▶ Extract
════
Collecting more taxes than is absolutely necessary is legalized robbery. ~ Calvin Coolidge
– By: Larry Walker –
The question of the day: Why is making $250,000 a year suddenly considered wealthy? The Obamas made $5.5 million last year. Is that wealthy?
Contrary to popular belief, $250,000 in 2010 had the same buying power as $20,722 in 1926. Annual inflation over this period was 3.01%. An income of $250,000, adjusted for inflation, would have placed a taxpayer in an 11% tax bracket in 1926. In order to have been considered in the top tax bracket back then, in today’s dollars, would have required taxable income in excess of $1,206,419. The 1926 tax tables are shown below along with equivalent 2010 dollar amounts:
So in inflation adjusted dollars, people like the Obamas would have been considered wealthy in the 1920’s and should rightfully be in the top tax bracket today. On the other hand, folks making $50,000 to $250,000 today, would have been barely considered middle class back in 1926.
════
▶ Provided records
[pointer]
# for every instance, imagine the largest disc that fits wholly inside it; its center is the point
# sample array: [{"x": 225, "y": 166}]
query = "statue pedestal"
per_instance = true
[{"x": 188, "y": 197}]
════
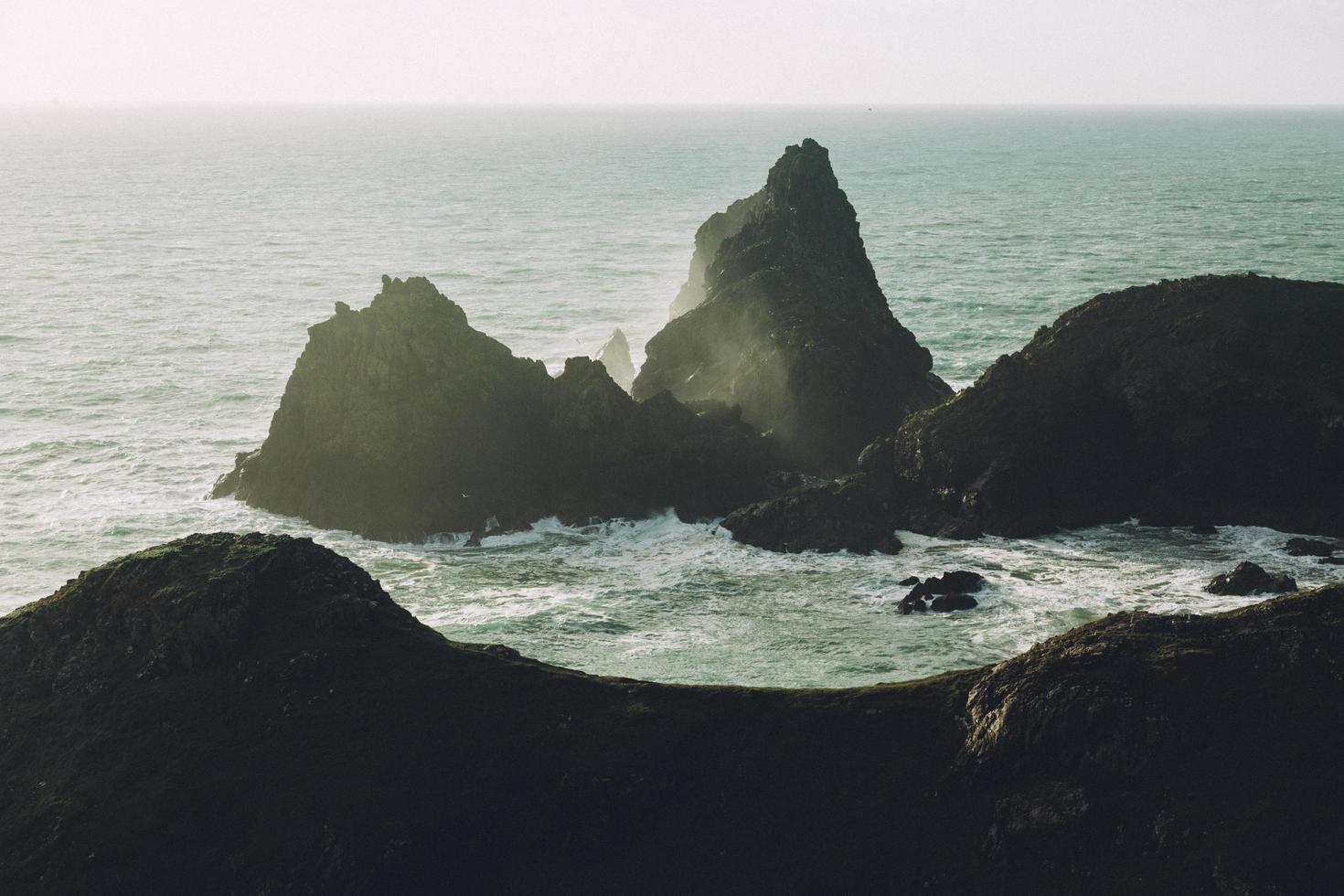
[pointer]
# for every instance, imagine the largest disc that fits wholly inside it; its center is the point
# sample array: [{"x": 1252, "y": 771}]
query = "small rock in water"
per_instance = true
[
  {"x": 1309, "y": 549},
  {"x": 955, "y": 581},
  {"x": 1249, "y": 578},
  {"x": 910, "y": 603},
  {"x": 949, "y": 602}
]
════
▶ Instructions
a - According to the extract on 1926 tax brackets, what was the annual inflation rate over the period it covers?
b - Please continue the extract on 1926 tax brackets, picking up after its final sentence.

▶ Responses by task
a - 3.01%

b -
The Revenue Act of 1921 contained additional tax brackets above the $100,000 level to tax the super rich. They were as follows: $100,000 @ 56%, $150,000 @ 57%, $200,000 @ 58%, $300,000 @ 71%, $500,000 @ 72%, $1,000,000 @ 73%. Translating this into 2010 dollars would yield the following amounts, respectively: $1,113,139 @ 56%, $1,669,709 @ 57%, $2,226,278 @ 58%, $3,339,418 @ 71%, $5,565,696 @ 72%, and $11,131,392 @ 73%.
President Calvin Coolidge, under the Mellon Tax Bill, slashed top rates from 73% in 1921, down to 25% in 1926. The new top bracket was 25% for anyone making over $100,000 ($1,206,419 in 2010 dollars). So under the Revenue Act of 1921, the Obamas would have been forking over 72% of their income to Uncle Sam, but only 25% under Coolidge. What a relief that would have been. The “Roaring Twenties” had arrived, catapulting multitudes into the middle class.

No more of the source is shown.